[PROBLEM TO WORK ON]: Copy exactly the lines that run from the top of the listing to the line containing "Target: dark green suv", both ends included, and omit the pictures.
──────── SOURCE INFORMATION
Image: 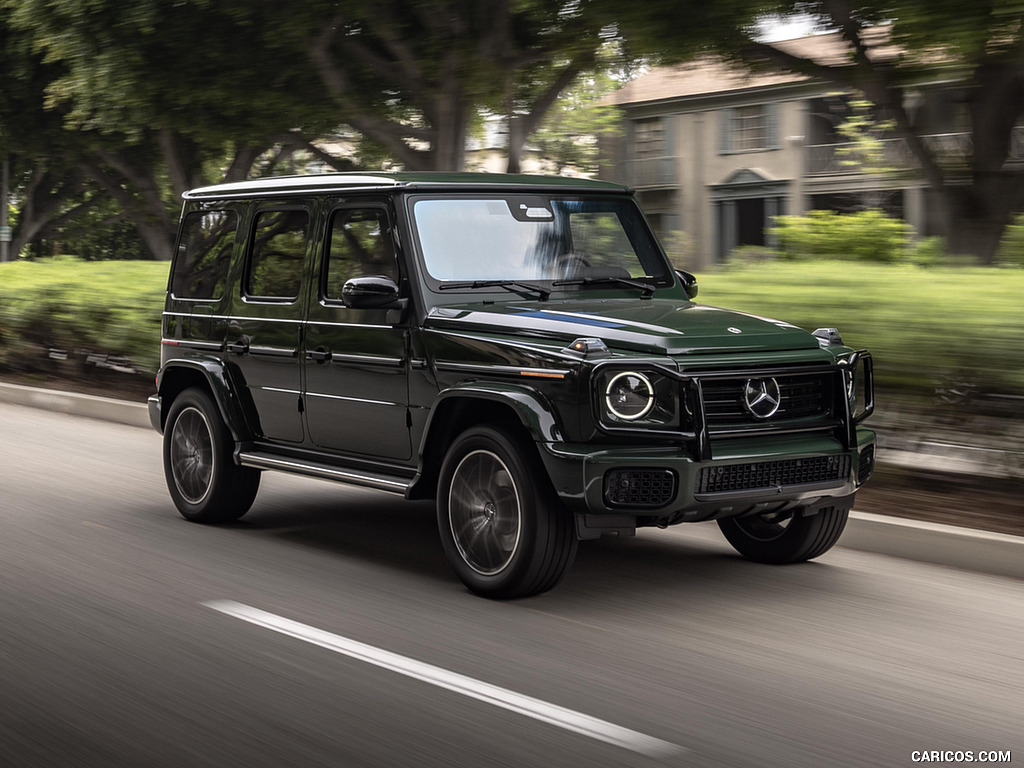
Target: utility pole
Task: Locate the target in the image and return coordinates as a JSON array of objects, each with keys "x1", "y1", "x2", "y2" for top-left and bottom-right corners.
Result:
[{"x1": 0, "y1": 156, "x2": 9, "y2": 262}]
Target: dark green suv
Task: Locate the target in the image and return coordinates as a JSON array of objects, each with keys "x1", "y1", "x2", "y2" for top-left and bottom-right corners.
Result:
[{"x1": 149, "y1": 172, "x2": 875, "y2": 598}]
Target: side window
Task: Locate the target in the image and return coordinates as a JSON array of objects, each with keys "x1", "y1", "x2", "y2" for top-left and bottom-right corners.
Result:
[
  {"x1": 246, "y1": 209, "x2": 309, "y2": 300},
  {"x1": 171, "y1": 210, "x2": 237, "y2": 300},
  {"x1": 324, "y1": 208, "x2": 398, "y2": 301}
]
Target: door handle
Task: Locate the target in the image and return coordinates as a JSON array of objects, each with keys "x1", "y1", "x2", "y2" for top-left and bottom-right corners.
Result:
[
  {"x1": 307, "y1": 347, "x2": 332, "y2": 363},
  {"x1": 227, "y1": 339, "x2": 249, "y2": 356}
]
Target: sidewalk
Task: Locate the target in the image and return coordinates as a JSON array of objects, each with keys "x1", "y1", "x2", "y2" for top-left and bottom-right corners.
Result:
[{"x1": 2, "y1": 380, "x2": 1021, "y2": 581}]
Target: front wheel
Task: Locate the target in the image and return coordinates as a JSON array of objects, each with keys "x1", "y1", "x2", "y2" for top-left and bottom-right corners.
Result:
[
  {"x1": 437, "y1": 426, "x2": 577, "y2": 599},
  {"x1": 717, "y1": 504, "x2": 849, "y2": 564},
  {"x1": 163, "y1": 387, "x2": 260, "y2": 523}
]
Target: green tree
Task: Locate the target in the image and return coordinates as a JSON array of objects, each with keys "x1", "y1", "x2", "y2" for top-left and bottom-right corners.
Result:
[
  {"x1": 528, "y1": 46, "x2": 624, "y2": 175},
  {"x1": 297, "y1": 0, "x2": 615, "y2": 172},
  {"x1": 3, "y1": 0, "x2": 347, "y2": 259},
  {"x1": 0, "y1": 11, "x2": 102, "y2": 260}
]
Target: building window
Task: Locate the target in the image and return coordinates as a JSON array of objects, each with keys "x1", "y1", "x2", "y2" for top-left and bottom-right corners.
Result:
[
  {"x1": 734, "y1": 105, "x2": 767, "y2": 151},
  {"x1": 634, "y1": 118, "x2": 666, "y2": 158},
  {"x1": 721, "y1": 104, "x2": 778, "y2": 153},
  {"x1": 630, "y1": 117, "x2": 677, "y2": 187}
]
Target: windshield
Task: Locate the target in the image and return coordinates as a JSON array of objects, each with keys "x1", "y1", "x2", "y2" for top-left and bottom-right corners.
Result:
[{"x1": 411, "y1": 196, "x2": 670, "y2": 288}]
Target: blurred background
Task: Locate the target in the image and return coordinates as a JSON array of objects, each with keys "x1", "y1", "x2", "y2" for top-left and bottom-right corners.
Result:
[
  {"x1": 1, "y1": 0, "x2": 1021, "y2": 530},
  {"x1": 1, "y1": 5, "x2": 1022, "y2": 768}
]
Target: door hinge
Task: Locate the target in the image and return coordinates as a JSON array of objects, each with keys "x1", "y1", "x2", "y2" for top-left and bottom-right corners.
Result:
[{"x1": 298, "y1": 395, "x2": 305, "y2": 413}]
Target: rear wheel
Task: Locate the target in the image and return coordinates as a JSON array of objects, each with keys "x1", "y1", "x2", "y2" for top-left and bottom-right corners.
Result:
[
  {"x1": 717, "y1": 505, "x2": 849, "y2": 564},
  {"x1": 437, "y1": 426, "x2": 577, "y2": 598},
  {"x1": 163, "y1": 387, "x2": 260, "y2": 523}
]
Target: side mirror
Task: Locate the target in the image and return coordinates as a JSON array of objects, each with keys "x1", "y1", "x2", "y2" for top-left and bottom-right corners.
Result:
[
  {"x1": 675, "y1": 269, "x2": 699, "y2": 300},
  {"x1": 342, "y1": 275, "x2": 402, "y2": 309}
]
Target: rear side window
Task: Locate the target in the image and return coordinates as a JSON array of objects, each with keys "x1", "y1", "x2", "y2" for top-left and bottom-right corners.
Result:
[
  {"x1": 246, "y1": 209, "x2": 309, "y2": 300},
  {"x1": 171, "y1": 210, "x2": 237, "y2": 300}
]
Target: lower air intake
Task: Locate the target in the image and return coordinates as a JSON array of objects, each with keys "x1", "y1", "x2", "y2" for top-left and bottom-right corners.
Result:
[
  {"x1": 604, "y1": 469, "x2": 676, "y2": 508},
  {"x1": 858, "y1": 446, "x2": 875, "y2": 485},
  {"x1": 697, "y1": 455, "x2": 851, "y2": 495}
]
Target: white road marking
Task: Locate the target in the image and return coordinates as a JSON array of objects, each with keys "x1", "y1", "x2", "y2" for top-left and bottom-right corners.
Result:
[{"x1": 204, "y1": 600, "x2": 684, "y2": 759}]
────────────────
[YOUR RESPONSE]:
Image: 
Target: utility pole
Task: Locate the target in the image and return coordinates as a JSON array of objects, each with keys "x1", "y1", "x2", "y2" for top-left and bottom-right corners.
Result:
[{"x1": 0, "y1": 156, "x2": 9, "y2": 262}]
Target: dark green suv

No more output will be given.